▶ [EXERCISE]: Copy out each line below in which the string "this" appears.

(SOURCE MATERIAL Opens)

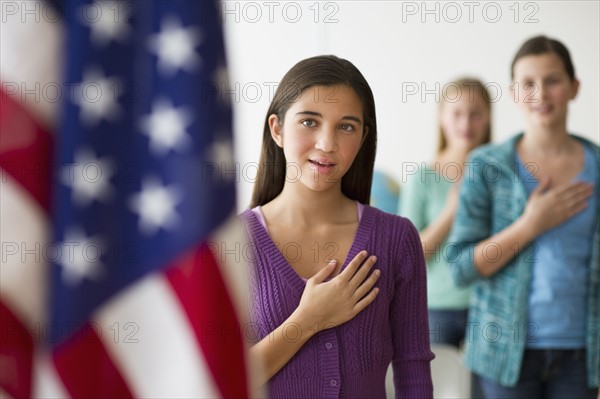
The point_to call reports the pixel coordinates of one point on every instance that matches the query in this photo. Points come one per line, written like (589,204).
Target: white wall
(397,45)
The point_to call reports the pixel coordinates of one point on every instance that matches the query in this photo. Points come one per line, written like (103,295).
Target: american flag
(117,183)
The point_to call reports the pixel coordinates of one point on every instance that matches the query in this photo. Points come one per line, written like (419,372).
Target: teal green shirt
(423,199)
(492,196)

(SOURCE MATERIAL Closes)

▶ [ANSWER SPACE]:
The point_to call reports the pixel coordinates of one point on every instance that matches the query in this photo. Points come one per line, written like (589,204).
The point_to call reports the pixel coordinates of one point on every instance that matches the query in this photo. Points come one per line, written like (103,295).
The point_to call reports the pixel coordinates of one point on every instance that matches the query in this photo. Points come one per line, written like (419,372).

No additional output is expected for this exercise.